:: Action item ::
Would you please restate all of the entries exactly, apart from the pictures?

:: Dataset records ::
- Opening Delimiter -

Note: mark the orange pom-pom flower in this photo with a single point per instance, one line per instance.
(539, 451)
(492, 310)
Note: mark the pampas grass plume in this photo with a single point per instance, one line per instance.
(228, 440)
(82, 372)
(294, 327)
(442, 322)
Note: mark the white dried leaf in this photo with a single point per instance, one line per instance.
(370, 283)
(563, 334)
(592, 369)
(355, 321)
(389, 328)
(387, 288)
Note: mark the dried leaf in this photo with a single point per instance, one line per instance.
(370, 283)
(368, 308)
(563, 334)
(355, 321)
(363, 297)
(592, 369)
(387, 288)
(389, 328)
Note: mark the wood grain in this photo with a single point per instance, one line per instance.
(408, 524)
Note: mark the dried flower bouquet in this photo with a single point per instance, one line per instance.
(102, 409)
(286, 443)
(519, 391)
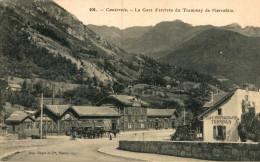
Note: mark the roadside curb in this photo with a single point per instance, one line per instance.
(9, 154)
(100, 150)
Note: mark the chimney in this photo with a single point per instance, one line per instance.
(211, 98)
(53, 93)
(245, 87)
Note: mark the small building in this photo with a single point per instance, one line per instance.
(19, 121)
(161, 118)
(14, 87)
(133, 111)
(223, 114)
(59, 119)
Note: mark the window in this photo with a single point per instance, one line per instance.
(219, 132)
(219, 111)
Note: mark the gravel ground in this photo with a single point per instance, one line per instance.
(64, 149)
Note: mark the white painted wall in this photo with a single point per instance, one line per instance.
(232, 108)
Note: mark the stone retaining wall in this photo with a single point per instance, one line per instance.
(199, 150)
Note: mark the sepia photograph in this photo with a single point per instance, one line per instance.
(129, 80)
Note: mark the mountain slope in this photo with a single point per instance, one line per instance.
(41, 39)
(160, 39)
(221, 53)
(117, 36)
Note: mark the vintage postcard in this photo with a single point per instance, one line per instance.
(129, 80)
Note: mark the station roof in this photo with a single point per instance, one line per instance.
(18, 116)
(94, 111)
(161, 112)
(221, 99)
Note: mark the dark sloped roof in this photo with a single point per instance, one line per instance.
(127, 100)
(216, 98)
(219, 102)
(57, 109)
(18, 116)
(160, 112)
(94, 111)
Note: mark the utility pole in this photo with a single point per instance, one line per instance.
(41, 113)
(184, 115)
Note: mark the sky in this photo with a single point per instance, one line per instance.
(246, 13)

- Closing Delimiter -

:: Answer section ::
Note: mark the orange pom-pom flower in this photo with a single point per instance, one line per instance.
(539, 451)
(492, 310)
Note: mark the pampas grass plume in this photo with a single point per instance, one line per instance.
(228, 440)
(82, 372)
(294, 327)
(442, 322)
Note: mark the white dried leaf in this photo with a single point per instance, one line per instance.
(370, 283)
(563, 334)
(592, 369)
(355, 321)
(389, 328)
(387, 288)
Note: mark the dried leaf in this photo with a single point per instance, one line per instance.
(370, 283)
(368, 308)
(563, 334)
(355, 321)
(363, 297)
(592, 369)
(387, 288)
(389, 328)
Note: mark the wood grain in this photo with a single point per instance, one line per instance.
(408, 524)
Note: mark the dried flower bouquet in this photo with a single point per instance, one line per instance.
(102, 409)
(286, 443)
(519, 391)
Note: mark the roadside curb in this photo with a single point per instance, one line per instance.
(9, 154)
(100, 150)
Note: mark the chimney in this photo with a single point per instance, one line per instance.
(211, 98)
(53, 93)
(245, 87)
Note: mark the small building in this photo with a single point per instance, one line per instance.
(19, 121)
(161, 118)
(14, 87)
(133, 111)
(223, 114)
(59, 119)
Note: mark the window in this photo with a single point per instance, one line per instance.
(219, 132)
(219, 111)
Note: mark the gravel ground in this photo with a single point per instance, one line per instance.
(64, 149)
Note: mark the white painted wall in this photo with a single point per instance, one line per instance.
(232, 108)
Note: mark the stone retaining wall in this photo with a single point per instance, one line per instance.
(199, 150)
Note: mark the sepia photograph in this photo with a single point per instance, one line per instance.
(129, 80)
Note: mark the mountain slope in this photo with a single point per instance, one line per instance.
(41, 39)
(160, 39)
(221, 53)
(117, 36)
Note: mark the vintage postcard in this photo with a single point per instance, one line per instance.
(129, 80)
Note: mark the station roof in this photo with a single point per instance, one line per instance.
(18, 116)
(94, 111)
(161, 112)
(221, 99)
Note: mark the dark sloped roof in this photo with a single point per instance, one line per instance.
(127, 100)
(216, 98)
(219, 102)
(57, 109)
(18, 116)
(160, 112)
(94, 111)
Note: mark the utility pole in this photo with a single point per instance, one line per instance.
(41, 113)
(184, 115)
Note: mark the sky in this photo with a single point per instance, one line per instance.
(246, 13)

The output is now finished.